Reproduce all the entries below, replacing "top-left corner" with "upper-left corner" and changing nothing else. Leave out the pictures.
***** RECORD EXCERPTS *****
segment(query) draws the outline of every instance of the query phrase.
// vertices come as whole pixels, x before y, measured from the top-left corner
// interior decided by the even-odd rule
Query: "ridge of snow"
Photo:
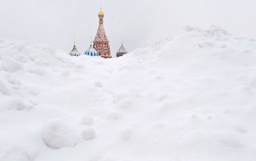
[[[109,60],[0,38],[0,160],[252,161],[255,58],[214,26]]]

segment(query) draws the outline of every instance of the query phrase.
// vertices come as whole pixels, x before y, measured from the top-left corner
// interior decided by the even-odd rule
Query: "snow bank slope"
[[[186,27],[103,60],[0,39],[0,160],[255,160],[255,45]]]

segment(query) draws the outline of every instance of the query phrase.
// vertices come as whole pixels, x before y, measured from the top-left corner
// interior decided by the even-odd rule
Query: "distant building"
[[[97,57],[99,56],[99,53],[96,51],[94,48],[92,47],[92,42],[91,42],[91,45],[89,49],[84,53],[87,55]]]
[[[98,17],[100,19],[99,27],[94,40],[92,42],[92,37],[91,37],[91,45],[89,47],[89,49],[84,52],[84,54],[90,56],[100,56],[104,58],[112,58],[110,47],[109,45],[110,42],[107,40],[107,37],[106,35],[106,32],[105,32],[104,27],[103,27],[104,13],[102,12],[102,8],[100,8],[100,12],[98,14]],[[118,58],[123,56],[125,54],[127,54],[127,50],[125,49],[123,44],[123,43],[122,41],[122,45],[116,54]],[[69,55],[71,56],[81,55],[81,54],[76,50],[75,40],[74,42],[73,50],[69,53]]]
[[[123,47],[123,42],[122,41],[121,42],[121,47],[120,47],[120,49],[118,50],[118,51],[116,53],[116,57],[121,57],[125,54],[127,54],[127,50],[125,50],[125,48]]]
[[[104,13],[102,9],[100,9],[98,16],[100,19],[99,27],[94,41],[93,41],[93,47],[99,53],[99,56],[104,58],[111,58],[109,41],[107,40],[107,37],[103,27]]]
[[[79,56],[81,54],[78,52],[76,47],[76,40],[74,40],[74,47],[72,51],[69,53],[70,55],[71,56]]]

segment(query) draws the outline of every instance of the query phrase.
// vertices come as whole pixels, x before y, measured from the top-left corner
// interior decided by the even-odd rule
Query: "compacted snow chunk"
[[[50,148],[56,150],[76,146],[78,135],[70,125],[60,120],[54,120],[44,126],[43,139]]]

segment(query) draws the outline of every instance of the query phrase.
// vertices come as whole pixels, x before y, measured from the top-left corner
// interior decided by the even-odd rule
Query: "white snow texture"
*****
EXERCISE RESPONSE:
segment(query) draws the outline of every instance of the query phrase.
// vertices come as whole pixels, x before y, measured from the upper-left corner
// interior decided by the even-odd rule
Query: "ridge of snow"
Photo:
[[[109,60],[0,38],[0,160],[252,161],[255,58],[214,26]]]

segment(query) draws the outline of every instance of the query phrase.
// vertices come as whole pixels, x before y, measured from the upper-left corner
// interior decided by the even-odd rule
Query: "snow bank slope"
[[[186,27],[103,60],[0,39],[0,160],[255,160],[255,45]]]

segment(query) draws the outline of every instance of the query phrase.
// vertices come as whole pixels, x before y, measured from the upper-left corner
// interior decided by the even-odd rule
Query: "distant building"
[[[97,57],[99,56],[99,53],[96,51],[94,48],[92,47],[92,42],[91,42],[91,45],[89,49],[84,53],[87,55]]]
[[[98,17],[100,19],[99,27],[94,40],[92,42],[92,37],[91,37],[91,45],[89,47],[89,49],[84,52],[84,54],[90,56],[100,56],[104,58],[112,58],[110,47],[109,45],[110,42],[107,40],[107,37],[106,35],[106,32],[105,32],[104,27],[103,27],[104,13],[102,12],[102,8],[100,8],[100,12],[98,14]],[[118,58],[123,56],[125,54],[127,54],[127,50],[125,49],[123,44],[123,43],[122,41],[122,45],[116,54]],[[69,55],[71,56],[81,55],[81,54],[76,50],[75,40],[74,42],[73,50],[69,53]]]
[[[123,47],[123,42],[122,41],[121,42],[121,47],[120,47],[120,49],[118,50],[118,51],[116,53],[116,57],[121,57],[125,54],[127,54],[127,50],[125,50],[125,48]]]
[[[104,13],[102,9],[100,9],[98,16],[100,19],[99,27],[94,41],[93,41],[93,47],[99,53],[99,56],[104,58],[111,58],[109,41],[107,40],[107,37],[103,27]]]
[[[79,56],[81,54],[78,52],[76,47],[76,40],[74,40],[74,47],[72,51],[69,53],[70,55],[71,56]]]

segment(query) draws the outline of every instance of the query phrase.
// vertices come as whole pixels, x before y, measured from the upper-left corner
// interior decided by the even-odd rule
Query: "compacted snow chunk"
[[[50,148],[56,150],[76,146],[78,135],[70,125],[60,120],[54,120],[44,126],[43,139]]]

segment(query) draws the outline of every instance of the query phrase.
// vertices come as whole pixels, x before y, measured from the upper-left corner
// interior decided by the even-odd rule
Query: "white snow texture"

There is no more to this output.